Şamil | Kategoriler | Konular

ırsad

İRŞÂD

Doğru yoldan gitmek, doğru yolu bulmak,
doğru düşünmek, akıl ve temyiz gücüne sahip olmak, irşâd
ise doğru yolu gösterme, uyarma, irfan sahibi birinin bir kimseye
tarikatı ve Allah yolunu göstermesi gibi anlamlara gelir.
İrşâdı yapan kimseye mürşid denir. Allah'ın,
sayısı doksandokuz olan güzel isimlerinden birisi de "er-Reşîd"
(bk. Hûd, 11/87). Reşîd, mürşid anlamındadır. Mürşit,
doğru ve hak yolu gösteren demektir. Şu halde irşâdda;
rehberlik, doğru yolu gösterme, hak ve hakikate davet söz konusudur.

Terim olarak irşâdı şöyle tarif
edebiliriz: Bu işe ehil kimseler tarafından insanları, dünya
ve ahiret saadetine ermeleri için hak ve hakikate, doğru yola, salih
amele ve her çeşit iyiliklere çağırarak, her türlü
kötülükten kaçınmalarını telkin etmek.

■ **Sağlanan Veriler**:

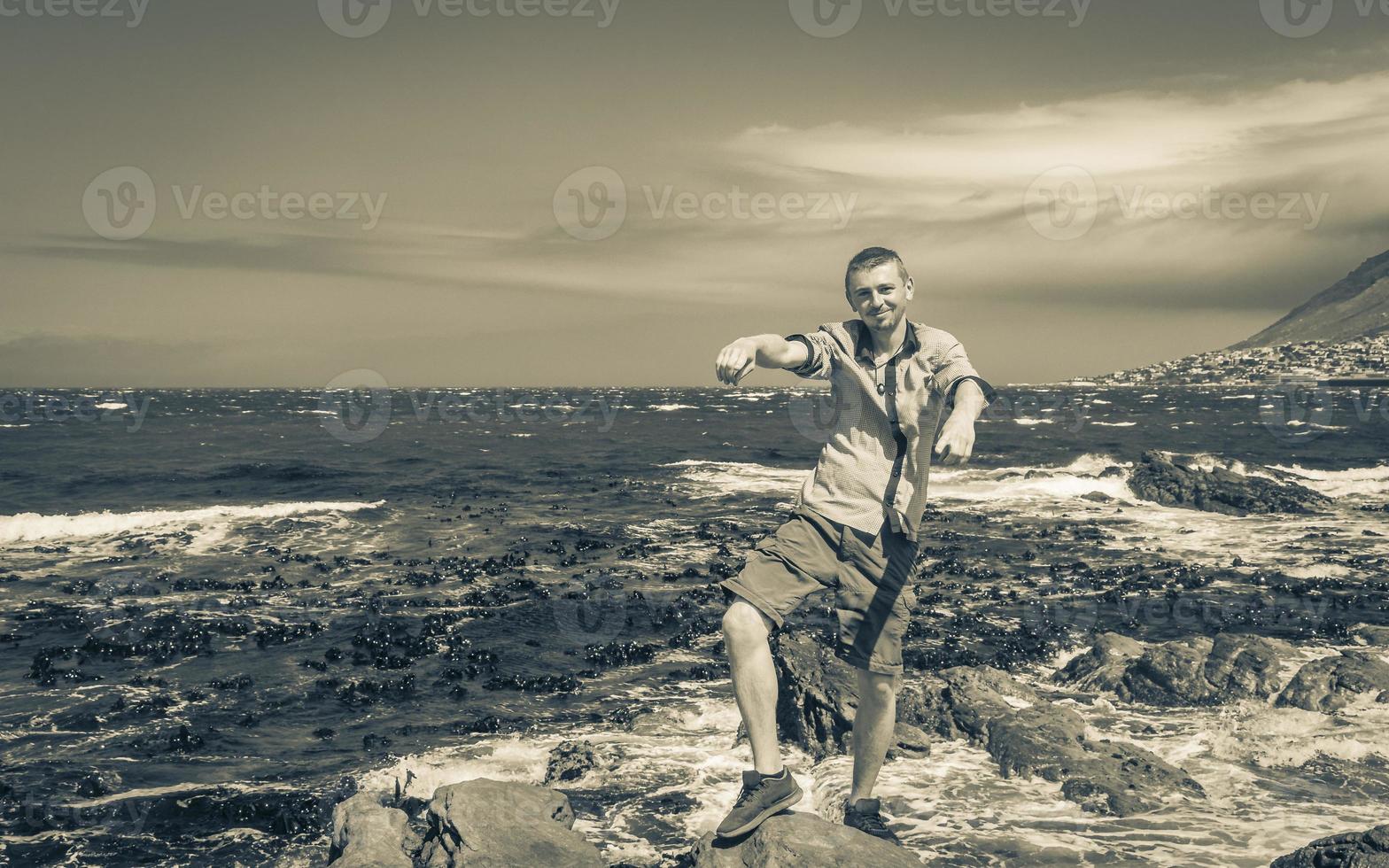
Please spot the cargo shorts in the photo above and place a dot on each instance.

■ **Talimatlarınız**:
İrşâd kavramını tanımlayan metni, son cümlesinden sonra gelecek kısmı yazarak sürdürünüz. Veriler başka bir kaynaktan alınmıştır.

■ **Alıştırmanın Yanıtı**:
İrşâdda muhatab olan, yani irşâd
edilecek kimseler hem gayrimüslimler ve hem de müslümanlardır. Müslüman
olmayanları irşâd; onları iman ve İslâm'a davet
etmek demektir. Müslümanları irşâd ise; onlara imanın
gereği olan salih amel ve güzel ahlâkı telkin etmektir.
İrşâdı yapacak kimseler ise Peygamberlerden sonra, salih müminler
ve din bilginleridir. İrşâd, dini bir emir olup müslümanlar
üzerine farz-ı kifayedir. Müslümanların içlerinden bir grup
bu görevi yapınca diğerlerinin üzerinden düşer.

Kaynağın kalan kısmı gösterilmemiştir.